» WHAT THE TASK REQUIRES:
Select each line in the records below that contains the word "white".

─── DATASET ROWS

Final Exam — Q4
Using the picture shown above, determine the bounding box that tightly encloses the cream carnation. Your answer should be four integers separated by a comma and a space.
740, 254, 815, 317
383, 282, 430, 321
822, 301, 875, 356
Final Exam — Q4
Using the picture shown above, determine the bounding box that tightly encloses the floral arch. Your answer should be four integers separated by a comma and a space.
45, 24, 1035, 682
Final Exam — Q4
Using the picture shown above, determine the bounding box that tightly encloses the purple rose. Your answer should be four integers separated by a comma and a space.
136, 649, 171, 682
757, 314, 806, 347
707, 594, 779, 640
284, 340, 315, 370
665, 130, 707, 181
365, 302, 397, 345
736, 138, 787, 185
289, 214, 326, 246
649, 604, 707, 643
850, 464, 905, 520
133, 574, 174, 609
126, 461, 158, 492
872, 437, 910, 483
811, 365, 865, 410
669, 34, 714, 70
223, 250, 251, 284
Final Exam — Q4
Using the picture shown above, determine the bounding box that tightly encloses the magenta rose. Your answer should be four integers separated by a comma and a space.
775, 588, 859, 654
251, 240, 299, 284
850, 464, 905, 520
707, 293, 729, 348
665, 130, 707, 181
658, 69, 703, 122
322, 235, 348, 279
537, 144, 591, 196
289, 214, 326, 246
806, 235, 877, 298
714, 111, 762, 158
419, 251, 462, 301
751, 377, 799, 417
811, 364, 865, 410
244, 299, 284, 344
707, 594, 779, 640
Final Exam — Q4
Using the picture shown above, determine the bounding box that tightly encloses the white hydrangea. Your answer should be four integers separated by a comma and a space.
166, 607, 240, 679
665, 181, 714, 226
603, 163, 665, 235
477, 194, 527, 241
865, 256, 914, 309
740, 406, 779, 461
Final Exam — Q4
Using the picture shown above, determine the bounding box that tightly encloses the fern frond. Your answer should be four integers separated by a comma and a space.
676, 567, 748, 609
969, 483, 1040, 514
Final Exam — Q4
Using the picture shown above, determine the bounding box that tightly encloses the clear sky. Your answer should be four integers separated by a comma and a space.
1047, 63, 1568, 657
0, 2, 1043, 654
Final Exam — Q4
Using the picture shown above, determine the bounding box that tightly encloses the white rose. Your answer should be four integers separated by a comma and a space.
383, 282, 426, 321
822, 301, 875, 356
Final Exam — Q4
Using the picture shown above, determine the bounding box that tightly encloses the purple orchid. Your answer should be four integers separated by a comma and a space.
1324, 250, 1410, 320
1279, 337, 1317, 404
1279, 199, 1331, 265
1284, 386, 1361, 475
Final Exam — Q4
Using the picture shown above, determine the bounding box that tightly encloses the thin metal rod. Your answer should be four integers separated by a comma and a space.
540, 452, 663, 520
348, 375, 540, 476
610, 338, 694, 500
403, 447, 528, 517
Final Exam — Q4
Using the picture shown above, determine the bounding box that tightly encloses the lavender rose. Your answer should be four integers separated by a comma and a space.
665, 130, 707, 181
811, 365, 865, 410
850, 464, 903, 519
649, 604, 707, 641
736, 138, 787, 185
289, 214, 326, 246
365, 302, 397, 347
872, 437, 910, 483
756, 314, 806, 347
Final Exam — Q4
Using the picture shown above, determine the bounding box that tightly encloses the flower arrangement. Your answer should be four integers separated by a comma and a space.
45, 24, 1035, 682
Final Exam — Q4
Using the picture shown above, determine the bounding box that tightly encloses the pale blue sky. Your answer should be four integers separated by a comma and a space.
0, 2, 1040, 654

──────

» FINAL ANSWER:
Using the picture shown above, determine the bounding box that tightly encloses the white hydrangea. Your answer should be four integers separated by a comma and a space.
Using the picture shown above, determine the bounding box that tightly encloses the white rose. Your answer should be four integers separated by a comma and a space.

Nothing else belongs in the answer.